═══ Records to use ═══

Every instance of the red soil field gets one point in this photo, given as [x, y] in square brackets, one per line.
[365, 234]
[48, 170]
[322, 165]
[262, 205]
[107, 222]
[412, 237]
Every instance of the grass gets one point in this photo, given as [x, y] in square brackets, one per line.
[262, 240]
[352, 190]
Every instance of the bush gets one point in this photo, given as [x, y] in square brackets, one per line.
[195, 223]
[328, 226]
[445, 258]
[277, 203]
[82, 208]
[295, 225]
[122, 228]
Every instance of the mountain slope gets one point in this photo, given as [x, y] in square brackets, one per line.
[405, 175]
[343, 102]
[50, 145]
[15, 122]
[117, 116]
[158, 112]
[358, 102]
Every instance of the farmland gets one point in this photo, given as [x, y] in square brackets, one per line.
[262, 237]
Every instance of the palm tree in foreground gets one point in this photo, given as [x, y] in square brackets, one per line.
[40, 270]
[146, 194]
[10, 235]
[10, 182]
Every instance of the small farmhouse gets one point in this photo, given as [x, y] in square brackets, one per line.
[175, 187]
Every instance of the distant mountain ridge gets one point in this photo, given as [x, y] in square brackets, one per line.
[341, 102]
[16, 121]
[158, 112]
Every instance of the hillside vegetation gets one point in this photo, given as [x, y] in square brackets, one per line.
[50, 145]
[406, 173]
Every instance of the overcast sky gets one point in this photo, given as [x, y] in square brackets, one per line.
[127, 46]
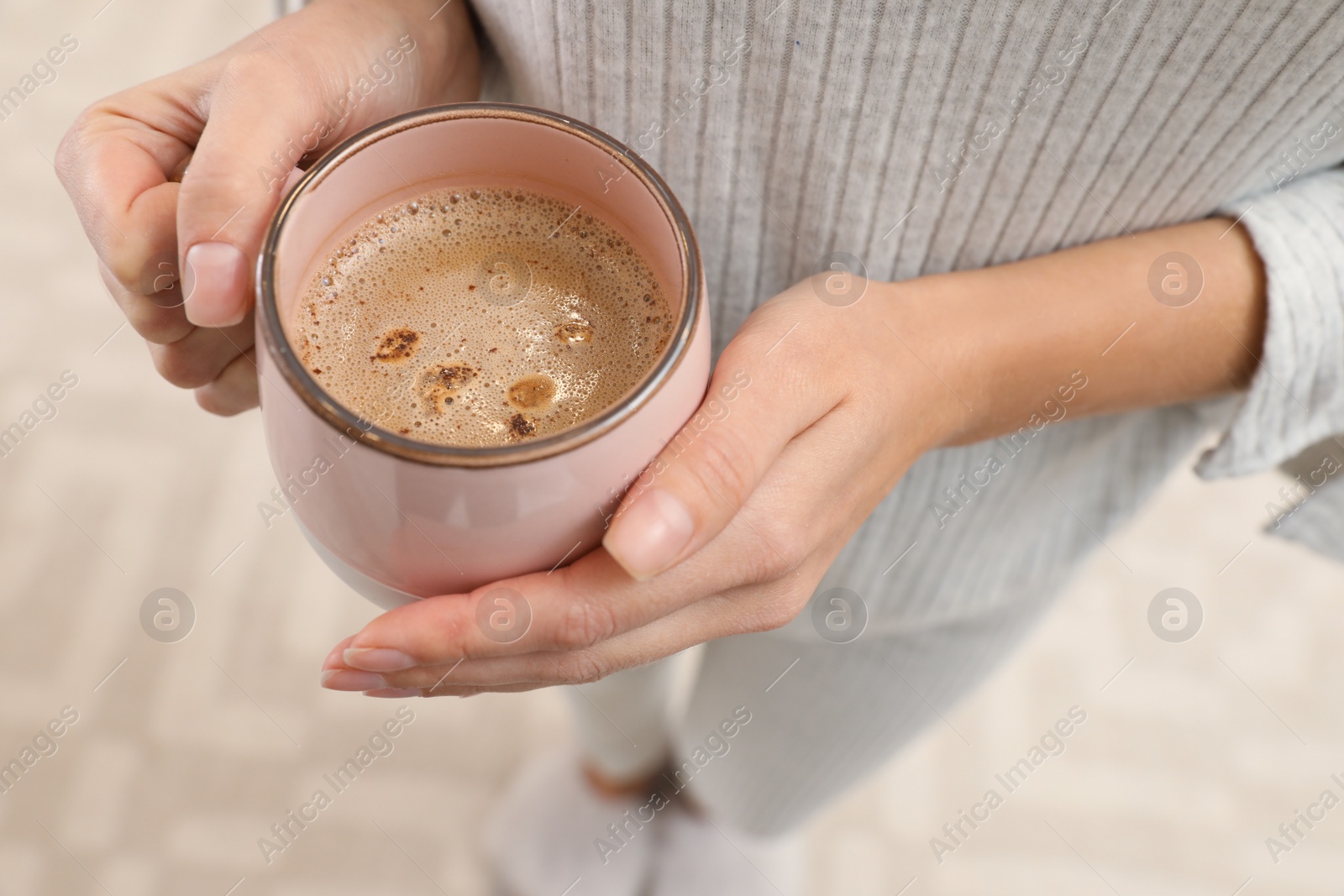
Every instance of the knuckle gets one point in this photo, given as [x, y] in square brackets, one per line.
[584, 668]
[776, 614]
[584, 624]
[780, 550]
[246, 69]
[221, 402]
[723, 468]
[178, 364]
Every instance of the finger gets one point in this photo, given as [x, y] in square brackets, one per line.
[701, 479]
[234, 390]
[158, 317]
[456, 691]
[116, 170]
[714, 617]
[201, 356]
[790, 520]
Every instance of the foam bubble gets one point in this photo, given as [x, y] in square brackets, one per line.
[486, 316]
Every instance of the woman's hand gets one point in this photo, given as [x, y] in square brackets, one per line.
[181, 174]
[813, 414]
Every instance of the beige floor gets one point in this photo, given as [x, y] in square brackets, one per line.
[179, 761]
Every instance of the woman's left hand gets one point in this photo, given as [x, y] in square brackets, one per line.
[813, 412]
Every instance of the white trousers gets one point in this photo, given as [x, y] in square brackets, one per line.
[776, 727]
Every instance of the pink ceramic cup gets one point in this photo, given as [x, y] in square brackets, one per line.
[400, 519]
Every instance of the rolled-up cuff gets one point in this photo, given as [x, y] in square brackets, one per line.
[1296, 396]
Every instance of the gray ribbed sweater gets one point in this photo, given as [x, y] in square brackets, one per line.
[937, 136]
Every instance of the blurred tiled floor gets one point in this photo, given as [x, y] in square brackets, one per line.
[185, 757]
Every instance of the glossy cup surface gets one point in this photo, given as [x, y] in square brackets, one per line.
[400, 519]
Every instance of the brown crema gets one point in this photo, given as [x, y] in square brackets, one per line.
[480, 317]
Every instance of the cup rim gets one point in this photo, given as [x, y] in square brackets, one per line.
[362, 430]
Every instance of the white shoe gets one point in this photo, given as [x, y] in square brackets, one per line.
[702, 857]
[553, 833]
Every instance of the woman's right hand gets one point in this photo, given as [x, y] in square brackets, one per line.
[181, 174]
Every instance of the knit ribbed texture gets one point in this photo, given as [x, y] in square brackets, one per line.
[927, 137]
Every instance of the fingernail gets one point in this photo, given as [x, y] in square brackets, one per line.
[351, 680]
[214, 281]
[651, 533]
[393, 692]
[378, 660]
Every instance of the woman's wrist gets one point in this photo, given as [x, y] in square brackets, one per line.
[1162, 317]
[445, 53]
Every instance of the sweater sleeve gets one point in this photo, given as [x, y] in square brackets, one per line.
[1296, 398]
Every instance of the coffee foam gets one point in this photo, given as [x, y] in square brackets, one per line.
[481, 317]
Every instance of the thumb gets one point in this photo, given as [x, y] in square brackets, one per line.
[249, 148]
[705, 476]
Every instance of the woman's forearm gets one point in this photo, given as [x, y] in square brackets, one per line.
[1126, 316]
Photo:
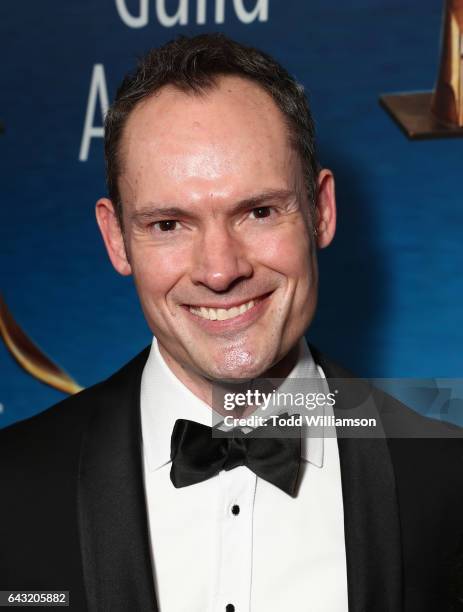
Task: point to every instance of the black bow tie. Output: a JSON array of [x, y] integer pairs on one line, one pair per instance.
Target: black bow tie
[[197, 456]]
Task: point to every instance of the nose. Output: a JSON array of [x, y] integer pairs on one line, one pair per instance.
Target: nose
[[220, 259]]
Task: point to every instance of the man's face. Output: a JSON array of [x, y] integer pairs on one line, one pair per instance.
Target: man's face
[[217, 228]]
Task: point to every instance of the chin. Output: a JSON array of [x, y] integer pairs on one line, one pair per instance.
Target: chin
[[236, 368]]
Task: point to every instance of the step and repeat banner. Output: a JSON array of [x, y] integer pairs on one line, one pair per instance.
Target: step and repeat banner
[[391, 283]]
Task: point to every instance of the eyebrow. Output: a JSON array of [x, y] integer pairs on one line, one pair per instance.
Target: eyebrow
[[151, 210]]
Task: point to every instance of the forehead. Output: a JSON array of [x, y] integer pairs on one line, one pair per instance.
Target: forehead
[[233, 134]]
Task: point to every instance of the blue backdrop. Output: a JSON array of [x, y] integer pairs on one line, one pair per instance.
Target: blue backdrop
[[391, 284]]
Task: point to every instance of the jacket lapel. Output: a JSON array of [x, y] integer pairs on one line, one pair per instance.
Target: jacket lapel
[[371, 515], [111, 502]]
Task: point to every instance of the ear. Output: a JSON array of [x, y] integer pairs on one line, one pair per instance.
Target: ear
[[325, 220], [112, 236]]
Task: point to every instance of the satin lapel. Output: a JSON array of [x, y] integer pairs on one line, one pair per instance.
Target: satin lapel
[[112, 515], [371, 515]]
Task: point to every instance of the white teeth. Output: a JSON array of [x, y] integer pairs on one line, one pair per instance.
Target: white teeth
[[221, 314]]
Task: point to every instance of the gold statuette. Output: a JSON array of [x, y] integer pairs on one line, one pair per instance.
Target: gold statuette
[[438, 113]]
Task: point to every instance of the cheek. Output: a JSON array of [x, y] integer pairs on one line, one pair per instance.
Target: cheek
[[156, 272], [285, 250]]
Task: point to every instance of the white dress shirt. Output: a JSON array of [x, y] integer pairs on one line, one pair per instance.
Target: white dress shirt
[[236, 543]]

═══

## Assignment
Copy word for word the stretch of entries above from the line that has "Task: point to every instance of the jacket" through the line that has "Task: point to every instance of the gold", both ends included, and nothing outside it.

## Problem solution
Task: point to every instance of the jacket lapel. Output: a JSON array of [x, y] integer pairs on one line, one pair per instance.
Target: jacket lapel
[[371, 515], [111, 502]]
Task: point to every instance of the ear. Output: a JSON array of [x, y] integer pairs on one line, one pair per instance.
Target: ear
[[325, 220], [112, 236]]
Task: point to every instance of the satin lapel. Output: a JSON array of [x, y] integer pairs on one line, one pair per instance.
Target: satin lapel
[[112, 515], [371, 515]]
Task: point to every instance of the white teeth. Output: a JSON array of [x, y] integer pairs on one line, one pair per instance.
Target: white teeth
[[221, 314]]
Task: point to every instance of the gold statuette. Output: a JSON array of [x, y] integer pairs on one line, one pair per instance.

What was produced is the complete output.